* **REQUIRED TASK A**
In the passage on foreign intervention after the Arab Spring, what phrase best describes what took place in Libya instead of "democracy promotion"?
* **REQUIRED TASK B**
Name every country mentioned in the passage on foreign intervention after the Arab Spring.

* **TEXT SEGMENT**

The Libyan aftermath is distinctive in several respects. Above all, as with Iraq, it suggests that from a Western perspective and in terms of domestic public order, military intervention does not deliver on its promise to produce a more humane form of governance even when it succeeds in toppling the authoritarian regime and encouraging the emergence of a constitutional order. In Libya as in Iraq the abuses of the old political order seem far less destructive than the violence, devastation, and displacement caused by a heavy handed foreign intervention. Instead of ‘democracy promotion’ what took place in Libya, as earlier in Iraq, is best described as ‘chaos promotion,’ and as the region is now constituted, this also opens the door to political extremism that can flourish in ways that were never possible in the old order.

The Libyan intervention was costly in other ways, as well. The manipulation of the Security Council by understating the goals and nature of the contemplated intervention completely undermined the trust that had led the five skeptical members to abstain rather than cast negative votes, which in the case of Russia and China would have nullified any UN authorization due to their right of veto. As it turned out, these memories of institutional manipulation from Libya, impeded a possibly more constructive role for the UN in response to the strife in Syria.

Of course, there are relevant questions raised about why intervention in one country but not in others. Is the oil dimension part of the explanation of large-scale interventions in Iraq, and then later after the Arab Spring, in Libya, but not to anything like to the same degree in Syria or Yemen, which lacked oil and did not offer lucrative prospects for construction arrangements to repair the damage wrought by the ‘shock and awe’ tactics relied upon by foreign interventions from the air.

Yemen

As elsewhere, the popular uprising in Yemen was at first directed at the hated, corrupt, and abusive ruler, Ali Abdellah Salah, producing a raging state/society struggle that remains inconclusive. The challenge to the established order also revived geographic and ethnic tensions involving the Houthi minority in the north, and introduced a regional proxy dimension to the internal conflict. The Houthi were Shi’a and perceived by the Gulf monarchies as an extension of Iran’s influence, which induced Saudi Arabia to side with the challenged regime, eventually producing a large-scale intervention taking the form of punishing air attacks, causing widespread devastation and considerable civilian loss of life, and yet not managing so far to control the political destiny of the country. The outcome in Yemen hangs in the balance, remains in doubt, but once more reinforces the impression that external intervention to control the political dynamics of a country in the wake of the Arab Spring is likely to produce negative results, and make the old order, as objectionable as it was, seem less damaging to the society than the counterrevolutionary effort to defeat the societal forces seeking change.

* **DATA SEGMENT**
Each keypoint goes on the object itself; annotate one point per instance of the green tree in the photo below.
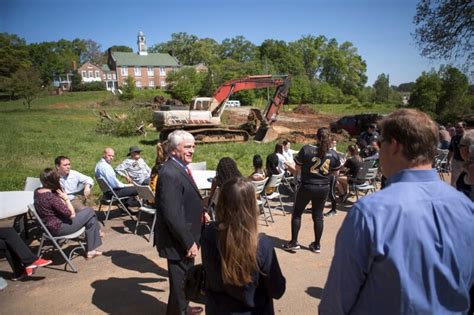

* **FULL ANSWER A**
'Chaos promotion.'

* **FULL ANSWER B**
Libya, Iraq, Russia, China, Syria, Yemen, Saudi Arabia, Iran